● Assigned task: Would you please output only the lines from the one containing "Keypoint rule: one marker on every instance of the dark" through the end of the entries below, exactly as written?

_ _ _ _

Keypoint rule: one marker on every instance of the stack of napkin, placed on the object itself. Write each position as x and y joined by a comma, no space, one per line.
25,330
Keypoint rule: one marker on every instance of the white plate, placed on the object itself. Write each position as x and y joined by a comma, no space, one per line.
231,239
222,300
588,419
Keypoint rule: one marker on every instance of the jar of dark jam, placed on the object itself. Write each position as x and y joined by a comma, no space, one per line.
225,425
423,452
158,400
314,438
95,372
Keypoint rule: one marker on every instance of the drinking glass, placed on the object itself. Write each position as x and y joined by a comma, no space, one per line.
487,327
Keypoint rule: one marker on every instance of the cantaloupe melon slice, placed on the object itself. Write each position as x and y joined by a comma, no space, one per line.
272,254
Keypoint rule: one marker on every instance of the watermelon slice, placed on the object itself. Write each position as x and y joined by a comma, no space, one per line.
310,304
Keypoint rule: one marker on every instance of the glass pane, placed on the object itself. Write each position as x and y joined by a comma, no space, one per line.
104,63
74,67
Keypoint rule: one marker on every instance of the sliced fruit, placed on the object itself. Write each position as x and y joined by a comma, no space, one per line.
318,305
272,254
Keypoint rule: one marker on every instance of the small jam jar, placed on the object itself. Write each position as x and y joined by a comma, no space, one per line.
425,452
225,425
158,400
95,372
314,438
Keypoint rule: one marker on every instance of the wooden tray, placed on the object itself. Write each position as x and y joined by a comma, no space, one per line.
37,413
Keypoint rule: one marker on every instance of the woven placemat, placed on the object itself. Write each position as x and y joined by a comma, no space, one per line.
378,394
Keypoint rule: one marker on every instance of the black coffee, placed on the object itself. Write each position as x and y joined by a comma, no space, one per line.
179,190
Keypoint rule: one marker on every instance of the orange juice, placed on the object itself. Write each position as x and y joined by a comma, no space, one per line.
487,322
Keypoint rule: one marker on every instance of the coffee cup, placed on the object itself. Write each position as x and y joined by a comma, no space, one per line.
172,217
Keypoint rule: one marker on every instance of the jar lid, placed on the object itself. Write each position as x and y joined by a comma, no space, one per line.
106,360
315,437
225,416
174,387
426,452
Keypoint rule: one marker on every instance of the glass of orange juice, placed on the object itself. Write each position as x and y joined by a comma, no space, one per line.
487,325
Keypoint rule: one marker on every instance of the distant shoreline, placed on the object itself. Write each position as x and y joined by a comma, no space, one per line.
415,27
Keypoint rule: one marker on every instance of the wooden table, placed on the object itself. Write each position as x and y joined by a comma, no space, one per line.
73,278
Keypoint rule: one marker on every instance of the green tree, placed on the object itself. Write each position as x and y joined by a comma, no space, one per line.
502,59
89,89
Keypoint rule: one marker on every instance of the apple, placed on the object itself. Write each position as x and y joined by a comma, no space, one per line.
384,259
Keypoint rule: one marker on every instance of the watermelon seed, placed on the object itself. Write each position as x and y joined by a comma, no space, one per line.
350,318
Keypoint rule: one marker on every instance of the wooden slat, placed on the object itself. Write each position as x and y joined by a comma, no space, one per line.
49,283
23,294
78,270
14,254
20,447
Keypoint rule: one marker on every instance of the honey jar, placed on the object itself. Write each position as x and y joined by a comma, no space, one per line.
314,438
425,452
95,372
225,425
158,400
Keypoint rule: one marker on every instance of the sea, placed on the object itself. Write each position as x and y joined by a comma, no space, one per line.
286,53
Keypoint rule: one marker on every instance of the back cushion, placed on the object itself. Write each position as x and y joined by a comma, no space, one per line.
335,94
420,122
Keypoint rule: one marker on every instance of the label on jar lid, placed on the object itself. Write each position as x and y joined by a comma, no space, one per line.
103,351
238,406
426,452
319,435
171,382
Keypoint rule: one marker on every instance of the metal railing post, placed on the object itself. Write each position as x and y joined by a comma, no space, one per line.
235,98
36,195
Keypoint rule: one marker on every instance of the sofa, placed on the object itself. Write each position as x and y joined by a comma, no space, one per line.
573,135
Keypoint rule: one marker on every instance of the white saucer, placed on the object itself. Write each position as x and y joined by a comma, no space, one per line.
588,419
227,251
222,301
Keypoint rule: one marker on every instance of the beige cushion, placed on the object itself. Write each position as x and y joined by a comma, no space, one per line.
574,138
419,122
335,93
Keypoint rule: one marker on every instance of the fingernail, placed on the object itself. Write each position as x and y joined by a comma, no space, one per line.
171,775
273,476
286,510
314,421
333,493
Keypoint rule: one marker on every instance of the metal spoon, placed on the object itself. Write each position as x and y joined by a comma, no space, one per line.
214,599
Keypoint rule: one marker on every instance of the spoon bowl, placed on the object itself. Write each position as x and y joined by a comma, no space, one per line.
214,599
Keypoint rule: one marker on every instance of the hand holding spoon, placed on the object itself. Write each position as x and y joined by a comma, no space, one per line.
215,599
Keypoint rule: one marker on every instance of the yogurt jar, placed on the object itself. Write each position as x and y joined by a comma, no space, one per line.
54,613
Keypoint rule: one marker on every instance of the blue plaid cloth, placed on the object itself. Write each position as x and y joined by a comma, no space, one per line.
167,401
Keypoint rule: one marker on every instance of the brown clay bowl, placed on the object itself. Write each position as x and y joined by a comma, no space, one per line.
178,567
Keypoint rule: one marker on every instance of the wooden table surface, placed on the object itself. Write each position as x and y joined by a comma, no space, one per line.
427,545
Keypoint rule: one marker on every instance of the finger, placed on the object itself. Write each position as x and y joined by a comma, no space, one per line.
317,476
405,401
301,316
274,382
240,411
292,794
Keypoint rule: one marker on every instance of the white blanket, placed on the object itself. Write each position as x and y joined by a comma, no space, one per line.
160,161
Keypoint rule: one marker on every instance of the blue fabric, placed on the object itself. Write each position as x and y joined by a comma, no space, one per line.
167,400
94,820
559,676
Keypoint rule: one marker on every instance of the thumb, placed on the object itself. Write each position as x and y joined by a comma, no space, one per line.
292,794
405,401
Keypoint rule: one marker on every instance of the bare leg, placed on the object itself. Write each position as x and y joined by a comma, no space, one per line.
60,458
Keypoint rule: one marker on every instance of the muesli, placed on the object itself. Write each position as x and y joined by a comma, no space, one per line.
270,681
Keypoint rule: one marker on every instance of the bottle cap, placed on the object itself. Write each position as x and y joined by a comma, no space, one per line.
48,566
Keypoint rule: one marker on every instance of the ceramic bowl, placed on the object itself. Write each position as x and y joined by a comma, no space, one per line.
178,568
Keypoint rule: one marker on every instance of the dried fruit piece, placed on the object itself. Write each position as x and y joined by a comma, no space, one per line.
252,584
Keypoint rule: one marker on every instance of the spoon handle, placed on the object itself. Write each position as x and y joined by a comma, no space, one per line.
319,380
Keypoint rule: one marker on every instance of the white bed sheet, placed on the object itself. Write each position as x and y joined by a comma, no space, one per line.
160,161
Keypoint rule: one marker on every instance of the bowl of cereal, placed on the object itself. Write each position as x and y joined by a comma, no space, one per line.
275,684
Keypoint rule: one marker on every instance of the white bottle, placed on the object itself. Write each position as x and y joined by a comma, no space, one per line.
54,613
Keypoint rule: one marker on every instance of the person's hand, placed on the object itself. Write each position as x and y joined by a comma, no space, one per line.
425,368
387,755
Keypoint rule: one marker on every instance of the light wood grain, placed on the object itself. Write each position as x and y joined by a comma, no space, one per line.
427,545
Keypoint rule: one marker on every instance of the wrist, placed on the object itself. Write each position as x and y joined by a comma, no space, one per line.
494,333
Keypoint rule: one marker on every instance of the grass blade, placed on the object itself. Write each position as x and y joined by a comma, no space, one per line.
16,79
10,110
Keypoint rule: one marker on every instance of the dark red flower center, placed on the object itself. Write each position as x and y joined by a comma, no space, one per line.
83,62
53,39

_ _ _ _

● Written reply:
Keypoint rule: one marker on every instance of the dark red flower center, placed on the object itself. Write each position as x and y joined by a comma, no space, one per line.
83,62
53,39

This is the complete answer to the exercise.